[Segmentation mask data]
· · ·
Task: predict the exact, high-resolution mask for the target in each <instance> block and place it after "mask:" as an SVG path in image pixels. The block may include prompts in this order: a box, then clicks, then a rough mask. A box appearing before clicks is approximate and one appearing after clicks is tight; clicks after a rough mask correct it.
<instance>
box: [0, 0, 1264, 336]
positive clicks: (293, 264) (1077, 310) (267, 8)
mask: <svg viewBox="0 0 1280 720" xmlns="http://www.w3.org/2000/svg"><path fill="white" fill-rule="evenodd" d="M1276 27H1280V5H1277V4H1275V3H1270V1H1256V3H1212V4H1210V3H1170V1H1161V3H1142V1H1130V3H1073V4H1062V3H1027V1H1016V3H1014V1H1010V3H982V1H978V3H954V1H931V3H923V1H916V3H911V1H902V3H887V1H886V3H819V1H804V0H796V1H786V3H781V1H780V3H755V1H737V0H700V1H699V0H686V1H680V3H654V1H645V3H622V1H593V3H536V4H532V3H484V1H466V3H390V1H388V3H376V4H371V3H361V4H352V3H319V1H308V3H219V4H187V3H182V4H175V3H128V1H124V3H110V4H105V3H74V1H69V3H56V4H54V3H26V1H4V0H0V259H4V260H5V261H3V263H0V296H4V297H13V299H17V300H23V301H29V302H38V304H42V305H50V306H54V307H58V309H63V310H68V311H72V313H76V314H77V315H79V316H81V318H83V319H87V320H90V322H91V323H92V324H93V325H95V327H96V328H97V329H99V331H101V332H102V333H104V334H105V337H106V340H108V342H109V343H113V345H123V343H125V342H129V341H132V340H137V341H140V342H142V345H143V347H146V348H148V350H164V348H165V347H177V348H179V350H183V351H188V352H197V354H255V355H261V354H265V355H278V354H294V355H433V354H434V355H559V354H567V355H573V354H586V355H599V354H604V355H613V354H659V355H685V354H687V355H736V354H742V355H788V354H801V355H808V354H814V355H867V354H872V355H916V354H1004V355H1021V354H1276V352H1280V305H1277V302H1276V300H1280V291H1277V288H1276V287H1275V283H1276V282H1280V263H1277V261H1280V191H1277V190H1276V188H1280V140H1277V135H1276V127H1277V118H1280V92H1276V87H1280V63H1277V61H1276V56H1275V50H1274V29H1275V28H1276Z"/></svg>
· · ·
_Problem_
Print the rows above word for word, beginning with the first line and stopping after the line that contains "positive clicks: (293, 264)".

_Result_
Task: predict the exact, high-resolution mask for the target in each <instance> block and place it after "mask:" as an SVG path in image pixels. The block may include prompts in this order: a box, then clicks, then a rough mask. A box appearing before clicks is approximate and one appearing after clicks is tight; clicks after a rough mask correct it.
<instance>
box: [0, 0, 1264, 336]
positive clicks: (293, 264) (1077, 310) (267, 8)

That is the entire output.